Start of Working data

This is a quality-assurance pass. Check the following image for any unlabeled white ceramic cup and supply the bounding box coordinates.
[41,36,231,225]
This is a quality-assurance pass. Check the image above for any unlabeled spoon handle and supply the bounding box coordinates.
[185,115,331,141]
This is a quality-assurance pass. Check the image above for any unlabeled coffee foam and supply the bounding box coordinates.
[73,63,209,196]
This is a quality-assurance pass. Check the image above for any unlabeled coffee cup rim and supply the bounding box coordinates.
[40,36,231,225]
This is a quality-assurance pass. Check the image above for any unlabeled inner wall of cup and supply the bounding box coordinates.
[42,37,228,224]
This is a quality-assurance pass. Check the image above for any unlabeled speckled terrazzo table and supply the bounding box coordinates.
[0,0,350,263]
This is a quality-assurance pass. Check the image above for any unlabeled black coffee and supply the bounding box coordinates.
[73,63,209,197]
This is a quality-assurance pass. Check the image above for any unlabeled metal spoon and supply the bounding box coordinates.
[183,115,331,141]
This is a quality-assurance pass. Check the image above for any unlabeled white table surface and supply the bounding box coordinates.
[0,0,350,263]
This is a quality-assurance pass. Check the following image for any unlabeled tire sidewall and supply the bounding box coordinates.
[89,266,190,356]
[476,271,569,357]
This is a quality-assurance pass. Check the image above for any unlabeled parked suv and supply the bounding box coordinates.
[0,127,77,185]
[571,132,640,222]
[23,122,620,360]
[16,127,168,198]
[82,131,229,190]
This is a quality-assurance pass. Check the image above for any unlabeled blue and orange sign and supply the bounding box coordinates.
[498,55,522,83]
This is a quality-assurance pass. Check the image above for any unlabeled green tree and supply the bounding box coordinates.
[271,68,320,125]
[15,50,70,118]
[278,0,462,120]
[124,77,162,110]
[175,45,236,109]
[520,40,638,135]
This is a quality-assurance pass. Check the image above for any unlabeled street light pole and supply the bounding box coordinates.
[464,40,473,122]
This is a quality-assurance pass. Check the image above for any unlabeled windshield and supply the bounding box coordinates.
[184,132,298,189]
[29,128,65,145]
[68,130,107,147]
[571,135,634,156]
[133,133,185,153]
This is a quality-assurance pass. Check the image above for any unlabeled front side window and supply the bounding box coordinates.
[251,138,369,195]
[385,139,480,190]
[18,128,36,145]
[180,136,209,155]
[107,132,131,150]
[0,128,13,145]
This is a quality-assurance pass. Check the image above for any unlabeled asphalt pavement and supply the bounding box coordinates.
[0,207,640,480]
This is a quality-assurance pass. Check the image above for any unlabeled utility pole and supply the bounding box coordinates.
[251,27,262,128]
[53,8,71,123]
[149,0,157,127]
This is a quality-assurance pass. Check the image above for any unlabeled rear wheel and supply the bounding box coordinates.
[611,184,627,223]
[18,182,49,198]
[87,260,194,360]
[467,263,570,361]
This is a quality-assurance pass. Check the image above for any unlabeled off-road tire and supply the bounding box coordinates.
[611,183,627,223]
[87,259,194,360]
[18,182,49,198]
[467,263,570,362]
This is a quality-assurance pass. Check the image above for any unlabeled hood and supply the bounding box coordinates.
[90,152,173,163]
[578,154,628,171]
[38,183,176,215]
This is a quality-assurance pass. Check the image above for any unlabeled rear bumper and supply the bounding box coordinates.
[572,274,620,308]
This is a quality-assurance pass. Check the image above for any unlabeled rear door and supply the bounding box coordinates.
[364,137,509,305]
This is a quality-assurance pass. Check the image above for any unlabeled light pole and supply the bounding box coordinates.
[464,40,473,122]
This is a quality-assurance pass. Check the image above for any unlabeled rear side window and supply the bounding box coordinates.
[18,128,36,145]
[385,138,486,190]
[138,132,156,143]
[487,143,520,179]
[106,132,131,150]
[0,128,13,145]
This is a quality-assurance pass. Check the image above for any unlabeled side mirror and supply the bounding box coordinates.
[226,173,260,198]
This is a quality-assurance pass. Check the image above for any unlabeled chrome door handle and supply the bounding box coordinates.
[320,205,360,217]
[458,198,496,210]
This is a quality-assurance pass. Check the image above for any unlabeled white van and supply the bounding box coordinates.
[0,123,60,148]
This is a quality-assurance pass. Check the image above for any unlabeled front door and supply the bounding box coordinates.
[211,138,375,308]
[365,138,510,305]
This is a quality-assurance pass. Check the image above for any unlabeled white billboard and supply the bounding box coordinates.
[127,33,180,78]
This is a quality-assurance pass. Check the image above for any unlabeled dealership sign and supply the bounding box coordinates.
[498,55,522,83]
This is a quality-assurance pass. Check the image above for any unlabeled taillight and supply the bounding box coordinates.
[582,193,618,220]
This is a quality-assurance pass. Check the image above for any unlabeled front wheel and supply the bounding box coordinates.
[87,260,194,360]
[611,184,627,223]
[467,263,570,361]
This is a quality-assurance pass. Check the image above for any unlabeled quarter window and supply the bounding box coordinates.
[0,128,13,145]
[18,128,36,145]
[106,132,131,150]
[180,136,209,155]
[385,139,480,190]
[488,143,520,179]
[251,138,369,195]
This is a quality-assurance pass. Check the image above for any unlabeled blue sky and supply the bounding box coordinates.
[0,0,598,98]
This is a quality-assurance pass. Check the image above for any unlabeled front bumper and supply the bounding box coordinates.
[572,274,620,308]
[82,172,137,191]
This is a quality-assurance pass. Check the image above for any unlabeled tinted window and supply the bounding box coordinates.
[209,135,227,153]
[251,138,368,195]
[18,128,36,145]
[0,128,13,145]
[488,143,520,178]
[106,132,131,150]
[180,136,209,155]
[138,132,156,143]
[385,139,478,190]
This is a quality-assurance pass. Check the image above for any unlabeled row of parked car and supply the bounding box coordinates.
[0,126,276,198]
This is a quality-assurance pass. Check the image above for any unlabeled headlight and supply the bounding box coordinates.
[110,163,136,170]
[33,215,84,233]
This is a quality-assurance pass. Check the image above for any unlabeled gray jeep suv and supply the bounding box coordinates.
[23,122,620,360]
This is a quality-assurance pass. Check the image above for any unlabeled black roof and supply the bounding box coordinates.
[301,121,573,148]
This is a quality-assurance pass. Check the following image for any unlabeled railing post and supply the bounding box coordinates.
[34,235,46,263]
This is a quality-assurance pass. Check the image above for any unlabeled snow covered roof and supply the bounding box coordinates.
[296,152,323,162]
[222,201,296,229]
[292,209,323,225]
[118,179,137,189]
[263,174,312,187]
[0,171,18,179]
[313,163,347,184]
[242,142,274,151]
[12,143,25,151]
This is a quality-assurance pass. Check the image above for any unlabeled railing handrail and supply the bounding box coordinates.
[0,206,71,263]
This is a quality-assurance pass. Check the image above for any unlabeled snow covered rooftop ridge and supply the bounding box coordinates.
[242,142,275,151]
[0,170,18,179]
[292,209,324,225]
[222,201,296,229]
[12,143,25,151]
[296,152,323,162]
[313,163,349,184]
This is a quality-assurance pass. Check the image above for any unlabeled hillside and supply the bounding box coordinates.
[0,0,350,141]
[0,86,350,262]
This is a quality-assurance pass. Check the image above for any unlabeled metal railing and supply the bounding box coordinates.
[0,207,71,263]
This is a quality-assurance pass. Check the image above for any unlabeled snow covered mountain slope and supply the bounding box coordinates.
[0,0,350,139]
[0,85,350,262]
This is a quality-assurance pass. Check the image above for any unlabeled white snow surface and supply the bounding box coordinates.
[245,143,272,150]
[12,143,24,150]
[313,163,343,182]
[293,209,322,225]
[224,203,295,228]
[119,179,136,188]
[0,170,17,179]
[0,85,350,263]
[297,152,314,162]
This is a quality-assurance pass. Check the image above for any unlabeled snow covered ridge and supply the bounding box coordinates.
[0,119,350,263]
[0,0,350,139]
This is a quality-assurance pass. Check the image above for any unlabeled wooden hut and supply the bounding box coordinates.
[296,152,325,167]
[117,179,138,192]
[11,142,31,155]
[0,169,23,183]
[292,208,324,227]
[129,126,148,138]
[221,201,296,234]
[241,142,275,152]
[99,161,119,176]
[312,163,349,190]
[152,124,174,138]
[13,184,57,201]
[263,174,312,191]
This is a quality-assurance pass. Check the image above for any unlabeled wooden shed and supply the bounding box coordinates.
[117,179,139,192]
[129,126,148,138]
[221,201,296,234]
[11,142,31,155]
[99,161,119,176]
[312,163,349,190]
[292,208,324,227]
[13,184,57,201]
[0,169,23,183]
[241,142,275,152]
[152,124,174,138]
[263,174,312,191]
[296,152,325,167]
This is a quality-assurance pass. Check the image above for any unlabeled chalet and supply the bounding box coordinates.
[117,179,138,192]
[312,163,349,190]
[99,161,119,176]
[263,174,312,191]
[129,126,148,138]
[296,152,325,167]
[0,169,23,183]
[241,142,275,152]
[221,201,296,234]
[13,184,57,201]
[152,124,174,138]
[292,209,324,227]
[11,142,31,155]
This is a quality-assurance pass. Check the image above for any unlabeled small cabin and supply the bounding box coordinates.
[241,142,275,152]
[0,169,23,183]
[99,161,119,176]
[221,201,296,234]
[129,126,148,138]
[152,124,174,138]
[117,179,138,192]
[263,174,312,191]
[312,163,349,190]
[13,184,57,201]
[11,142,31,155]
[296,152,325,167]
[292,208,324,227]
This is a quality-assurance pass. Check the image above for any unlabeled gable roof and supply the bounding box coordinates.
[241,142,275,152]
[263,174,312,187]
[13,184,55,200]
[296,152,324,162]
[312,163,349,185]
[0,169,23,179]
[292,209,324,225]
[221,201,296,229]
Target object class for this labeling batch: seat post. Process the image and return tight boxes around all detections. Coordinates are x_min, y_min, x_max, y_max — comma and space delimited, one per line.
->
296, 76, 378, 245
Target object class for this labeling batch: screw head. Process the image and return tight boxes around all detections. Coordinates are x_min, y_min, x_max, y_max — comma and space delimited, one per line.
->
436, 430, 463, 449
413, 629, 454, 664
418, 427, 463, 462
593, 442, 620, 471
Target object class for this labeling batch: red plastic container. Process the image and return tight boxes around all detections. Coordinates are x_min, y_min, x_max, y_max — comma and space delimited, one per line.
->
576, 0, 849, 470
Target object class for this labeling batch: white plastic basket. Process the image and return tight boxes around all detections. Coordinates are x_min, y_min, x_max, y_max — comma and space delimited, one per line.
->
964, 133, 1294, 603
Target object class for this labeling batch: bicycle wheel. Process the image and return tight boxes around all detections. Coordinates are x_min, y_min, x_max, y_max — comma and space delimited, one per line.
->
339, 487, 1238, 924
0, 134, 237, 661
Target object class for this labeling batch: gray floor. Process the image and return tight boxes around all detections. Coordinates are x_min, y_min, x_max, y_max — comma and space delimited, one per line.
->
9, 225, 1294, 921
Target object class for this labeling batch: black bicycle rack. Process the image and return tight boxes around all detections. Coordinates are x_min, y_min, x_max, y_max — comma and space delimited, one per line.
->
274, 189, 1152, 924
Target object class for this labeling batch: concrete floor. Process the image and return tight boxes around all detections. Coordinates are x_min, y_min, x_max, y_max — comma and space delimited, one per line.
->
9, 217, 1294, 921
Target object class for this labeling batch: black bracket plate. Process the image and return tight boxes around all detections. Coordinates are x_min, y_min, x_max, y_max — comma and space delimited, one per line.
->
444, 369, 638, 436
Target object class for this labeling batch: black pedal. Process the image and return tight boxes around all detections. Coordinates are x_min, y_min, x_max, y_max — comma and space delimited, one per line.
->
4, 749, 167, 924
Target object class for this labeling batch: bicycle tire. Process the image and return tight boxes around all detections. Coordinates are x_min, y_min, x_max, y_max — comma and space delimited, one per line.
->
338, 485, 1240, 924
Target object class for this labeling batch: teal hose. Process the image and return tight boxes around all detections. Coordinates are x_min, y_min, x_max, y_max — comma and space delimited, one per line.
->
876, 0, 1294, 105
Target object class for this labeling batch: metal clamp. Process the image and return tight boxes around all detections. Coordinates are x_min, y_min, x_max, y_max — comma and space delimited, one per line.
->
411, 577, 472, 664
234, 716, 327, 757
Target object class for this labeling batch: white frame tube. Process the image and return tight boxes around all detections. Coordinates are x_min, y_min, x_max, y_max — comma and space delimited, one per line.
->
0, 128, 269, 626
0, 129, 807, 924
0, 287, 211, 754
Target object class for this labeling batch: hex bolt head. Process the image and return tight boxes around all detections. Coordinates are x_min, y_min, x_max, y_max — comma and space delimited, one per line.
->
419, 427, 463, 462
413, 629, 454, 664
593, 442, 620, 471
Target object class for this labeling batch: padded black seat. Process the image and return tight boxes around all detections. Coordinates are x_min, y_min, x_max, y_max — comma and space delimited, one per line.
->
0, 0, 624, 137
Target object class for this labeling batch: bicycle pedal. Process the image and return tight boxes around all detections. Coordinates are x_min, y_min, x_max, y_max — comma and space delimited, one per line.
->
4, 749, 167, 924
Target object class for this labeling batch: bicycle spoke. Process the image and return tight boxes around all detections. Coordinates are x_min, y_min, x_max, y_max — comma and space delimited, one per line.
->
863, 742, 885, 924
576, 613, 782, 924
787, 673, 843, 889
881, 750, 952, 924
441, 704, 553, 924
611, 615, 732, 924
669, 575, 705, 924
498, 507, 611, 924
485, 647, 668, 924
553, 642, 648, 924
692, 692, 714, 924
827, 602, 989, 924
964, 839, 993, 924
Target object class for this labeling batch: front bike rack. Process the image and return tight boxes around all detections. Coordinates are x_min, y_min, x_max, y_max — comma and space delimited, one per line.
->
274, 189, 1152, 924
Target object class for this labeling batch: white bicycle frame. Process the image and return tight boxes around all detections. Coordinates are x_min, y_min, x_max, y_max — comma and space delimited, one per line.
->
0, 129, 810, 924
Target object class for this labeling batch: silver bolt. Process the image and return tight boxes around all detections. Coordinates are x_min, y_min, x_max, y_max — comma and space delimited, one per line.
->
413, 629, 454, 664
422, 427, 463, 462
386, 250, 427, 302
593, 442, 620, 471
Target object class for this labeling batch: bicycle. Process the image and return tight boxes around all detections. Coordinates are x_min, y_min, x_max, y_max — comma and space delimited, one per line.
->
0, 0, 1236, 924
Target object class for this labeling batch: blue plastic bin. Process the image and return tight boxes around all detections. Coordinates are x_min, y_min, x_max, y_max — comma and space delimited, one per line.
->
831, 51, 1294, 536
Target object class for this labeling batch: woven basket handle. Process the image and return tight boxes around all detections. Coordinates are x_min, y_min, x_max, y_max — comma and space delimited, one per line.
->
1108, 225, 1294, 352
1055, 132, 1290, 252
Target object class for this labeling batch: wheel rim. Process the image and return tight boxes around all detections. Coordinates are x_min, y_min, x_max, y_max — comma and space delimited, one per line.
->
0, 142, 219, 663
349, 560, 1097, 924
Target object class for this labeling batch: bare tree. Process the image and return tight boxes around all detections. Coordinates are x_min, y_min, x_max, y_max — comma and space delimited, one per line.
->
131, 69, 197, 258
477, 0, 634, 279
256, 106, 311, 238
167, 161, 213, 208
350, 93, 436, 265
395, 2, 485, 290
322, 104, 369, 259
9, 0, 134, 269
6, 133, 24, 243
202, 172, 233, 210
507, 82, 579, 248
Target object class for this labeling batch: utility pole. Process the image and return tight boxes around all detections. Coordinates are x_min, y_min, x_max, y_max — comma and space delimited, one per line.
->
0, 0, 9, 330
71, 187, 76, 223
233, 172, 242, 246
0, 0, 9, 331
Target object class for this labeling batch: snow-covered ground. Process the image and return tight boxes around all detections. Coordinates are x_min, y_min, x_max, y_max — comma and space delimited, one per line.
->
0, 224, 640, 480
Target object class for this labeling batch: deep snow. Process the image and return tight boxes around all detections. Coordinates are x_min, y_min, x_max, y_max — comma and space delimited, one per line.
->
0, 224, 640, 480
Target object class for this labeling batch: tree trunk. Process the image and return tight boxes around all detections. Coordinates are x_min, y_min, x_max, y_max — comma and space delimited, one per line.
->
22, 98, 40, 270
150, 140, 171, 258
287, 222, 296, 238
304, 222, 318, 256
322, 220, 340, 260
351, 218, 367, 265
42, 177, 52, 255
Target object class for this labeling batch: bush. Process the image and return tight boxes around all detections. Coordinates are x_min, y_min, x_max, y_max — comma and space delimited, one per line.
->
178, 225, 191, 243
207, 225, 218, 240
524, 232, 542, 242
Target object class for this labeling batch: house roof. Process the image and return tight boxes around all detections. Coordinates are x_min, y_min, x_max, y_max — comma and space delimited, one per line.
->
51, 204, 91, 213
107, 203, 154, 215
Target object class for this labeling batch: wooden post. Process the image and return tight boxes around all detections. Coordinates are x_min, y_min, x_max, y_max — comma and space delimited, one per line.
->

End of Working data

* [Work to do]: Please copy word for word everything in the material from the line containing "Target object class for this labeling batch: wooden" down to its end.

* [Exercise response]:
Target object class for this labeling batch: wooden post. Process the image and return tight boxes around all detections. Coordinates are x_min, y_min, x_max, y_max — comma and space delimited, one per line.
->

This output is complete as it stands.